Data items

-- begin --

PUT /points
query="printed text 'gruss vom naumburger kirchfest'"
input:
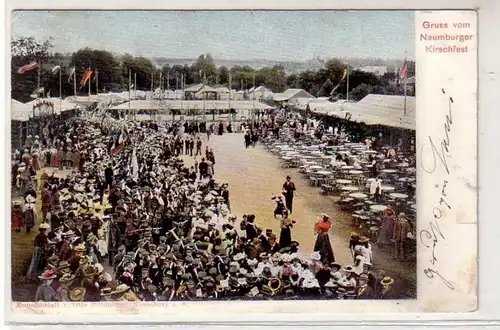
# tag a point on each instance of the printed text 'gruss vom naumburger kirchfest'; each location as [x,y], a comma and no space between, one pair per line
[442,37]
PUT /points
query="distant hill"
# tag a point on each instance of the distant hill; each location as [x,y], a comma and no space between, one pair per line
[289,66]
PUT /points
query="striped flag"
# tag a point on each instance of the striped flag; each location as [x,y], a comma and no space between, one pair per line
[341,80]
[27,67]
[118,144]
[135,165]
[85,78]
[404,70]
[71,74]
[56,69]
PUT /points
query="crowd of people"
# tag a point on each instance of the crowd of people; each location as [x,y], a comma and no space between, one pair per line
[134,221]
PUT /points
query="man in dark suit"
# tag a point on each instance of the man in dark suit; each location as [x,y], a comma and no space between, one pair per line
[289,192]
[108,175]
[364,291]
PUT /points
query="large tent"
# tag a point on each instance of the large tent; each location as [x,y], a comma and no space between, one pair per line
[208,105]
[290,94]
[20,111]
[375,109]
[60,106]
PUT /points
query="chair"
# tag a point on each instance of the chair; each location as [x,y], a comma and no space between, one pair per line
[373,231]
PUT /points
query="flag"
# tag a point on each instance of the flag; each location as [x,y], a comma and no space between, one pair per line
[85,78]
[341,80]
[56,69]
[118,144]
[27,67]
[71,74]
[344,75]
[135,165]
[404,70]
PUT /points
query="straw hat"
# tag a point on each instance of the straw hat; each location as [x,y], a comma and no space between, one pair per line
[47,275]
[67,278]
[316,256]
[348,269]
[387,280]
[80,248]
[90,271]
[77,294]
[63,265]
[364,239]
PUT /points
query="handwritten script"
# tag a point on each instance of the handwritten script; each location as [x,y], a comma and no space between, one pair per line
[432,235]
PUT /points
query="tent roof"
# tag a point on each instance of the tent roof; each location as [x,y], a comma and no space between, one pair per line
[19,111]
[291,93]
[199,88]
[190,104]
[375,109]
[59,105]
[222,90]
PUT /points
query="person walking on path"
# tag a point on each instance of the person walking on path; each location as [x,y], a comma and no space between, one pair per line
[289,192]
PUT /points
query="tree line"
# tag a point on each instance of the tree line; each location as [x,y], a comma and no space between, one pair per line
[113,74]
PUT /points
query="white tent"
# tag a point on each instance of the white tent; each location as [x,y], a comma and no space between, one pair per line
[191,104]
[20,111]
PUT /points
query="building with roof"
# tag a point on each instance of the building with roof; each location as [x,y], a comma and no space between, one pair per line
[184,106]
[200,92]
[376,70]
[291,94]
[375,110]
[260,93]
[223,93]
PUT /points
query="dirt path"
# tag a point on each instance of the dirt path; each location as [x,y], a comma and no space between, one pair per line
[255,175]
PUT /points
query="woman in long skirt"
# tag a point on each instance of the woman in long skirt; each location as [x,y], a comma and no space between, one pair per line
[387,228]
[286,225]
[38,259]
[323,245]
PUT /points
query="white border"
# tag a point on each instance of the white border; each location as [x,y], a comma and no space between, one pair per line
[487,81]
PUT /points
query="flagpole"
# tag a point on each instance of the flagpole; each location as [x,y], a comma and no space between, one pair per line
[152,82]
[406,75]
[182,96]
[230,83]
[74,82]
[90,83]
[60,88]
[129,91]
[38,81]
[347,91]
[204,97]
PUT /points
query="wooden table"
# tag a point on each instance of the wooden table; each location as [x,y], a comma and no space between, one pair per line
[398,196]
[378,208]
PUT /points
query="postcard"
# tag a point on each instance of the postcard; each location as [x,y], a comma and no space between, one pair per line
[180,164]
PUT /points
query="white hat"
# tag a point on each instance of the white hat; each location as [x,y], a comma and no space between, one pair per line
[316,256]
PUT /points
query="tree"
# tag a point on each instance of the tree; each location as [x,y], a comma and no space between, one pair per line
[223,75]
[108,67]
[31,49]
[25,50]
[142,70]
[360,91]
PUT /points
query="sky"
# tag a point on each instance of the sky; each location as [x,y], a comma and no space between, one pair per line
[229,35]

-- end --

» **SHORT EXERCISE**
Without the pictures, print the records in full, exactly as they appear.

» **REPLY**
PUT /points
query="printed text 'gruss vom naumburger kirchfest'"
input:
# tag a point on each instance of the printed text 'gruss vom naumburger kirchfest'; each location as [x,y], a comma and no space between, one pair per line
[442,37]
PUT /points
query="distant hill"
# tag a point on each instance of the distant hill; each location as [x,y], a comma and no space between, one pair per line
[289,66]
PUT /points
query="striped flag"
# tag a point on each instance of the striped flag; each location as [x,y], a comma and no space between, one pair per line
[341,80]
[27,67]
[118,144]
[135,165]
[85,78]
[404,70]
[71,74]
[56,69]
PUT /points
query="crowd of people"
# tag a point on each instance of the crowd of people; each location as [x,y], a comma and no space between, one pair per line
[134,221]
PUT /points
query="man in dark suit"
# tag a point on each instance of the man in dark suit; each location as [x,y], a comma and no space between, one pair per line
[289,192]
[108,175]
[364,291]
PUT /points
query="large tent"
# tag a point on each instance of the large tent; each location as [x,y], a comma and no space between, one pair per line
[208,105]
[290,94]
[20,111]
[375,109]
[60,106]
PUT /points
query="chair"
# tag a point on each instance of the chair; each location as [x,y], a comma and no space between, one pair per line
[373,231]
PUT /points
query="flag"
# tag a point on each instance of the flag; each location as [x,y], a comma and no space between, one pair per line
[85,78]
[341,80]
[56,69]
[118,144]
[27,67]
[71,74]
[344,75]
[135,165]
[404,70]
PUT /points
query="straw hat"
# tag a point on each instance of the straw hat; each location as [x,y], a comma and no space between, one pair per line
[47,275]
[67,278]
[316,256]
[348,269]
[387,280]
[80,248]
[90,271]
[77,294]
[63,265]
[364,239]
PUT /points
query="handwritten script"
# tag a point on each instance of the handwritten script; each location as [x,y], a comma and no space between, one pair per line
[432,235]
PUT /points
query="tent roof"
# tag a point on each instance of the tent roof; each location as [x,y], a comma and no space between, one pair per line
[19,111]
[291,93]
[199,88]
[190,104]
[375,109]
[59,105]
[222,90]
PUT /points
query="person walking on path"
# tag a point on each instance of the person walking on path; each location as [x,y], a comma and no space between, one pair per line
[289,192]
PUT /points
query="tree line"
# tag a point on each instance of the tree line; each location as [x,y], a comma and no space between, one pair per line
[113,74]
PUT /points
query="white tent"
# tag a point on each instance of the white tent; each location as [x,y], a comma and no space between, one pair per line
[191,104]
[20,111]
PUT /points
query="building with roof"
# tag a point on each instance of the building with roof; each location as [x,y], a comma and no space between, one pair per line
[184,106]
[200,92]
[376,70]
[291,94]
[375,110]
[260,93]
[223,93]
PUT /points
query="dirt path"
# tag a point on each instance of the dirt path; each location as [x,y], a comma and no space between, one pair per line
[255,175]
PUT /points
query="woman in long skirt"
# tag a point on each instance of the woman in long skirt; each location as [x,y], a comma and no space between, one pair per line
[387,228]
[286,225]
[38,259]
[323,245]
PUT /points
query="white border"
# tag a point on each instance of the white border; each location as [x,y], a comma and no space between, one pair per line
[487,81]
PUT /points
query="flagpole"
# tag a point on each instance of the flagpole; each location as [x,y], a comma and no space between, one pair per line
[152,82]
[406,75]
[182,96]
[230,83]
[74,82]
[90,83]
[60,88]
[129,91]
[38,81]
[347,91]
[204,97]
PUT /points
query="wooden table"
# tag a point on each instance of the wooden table; each location as [x,y], a comma and no space between, one pair per line
[398,196]
[378,208]
PUT /points
query="postcard"
# tag a point on each instance of the postcard; each location as [x,y], a comma and no space between, one pair per line
[180,164]
PUT /points
query="white hat"
# tag a point on each instance of the white hat; each location as [x,y], a comma and no space between, one pair per line
[316,256]
PUT /points
query="tree"
# tag a point on each instance of the tree; each location as [x,y], a comma and no space between, one pair per line
[223,75]
[108,67]
[31,49]
[25,50]
[142,70]
[360,91]
PUT /points
query="sky"
# tag a point on each instance of the sky; each location as [x,y], a comma and no space between, one pair per line
[229,35]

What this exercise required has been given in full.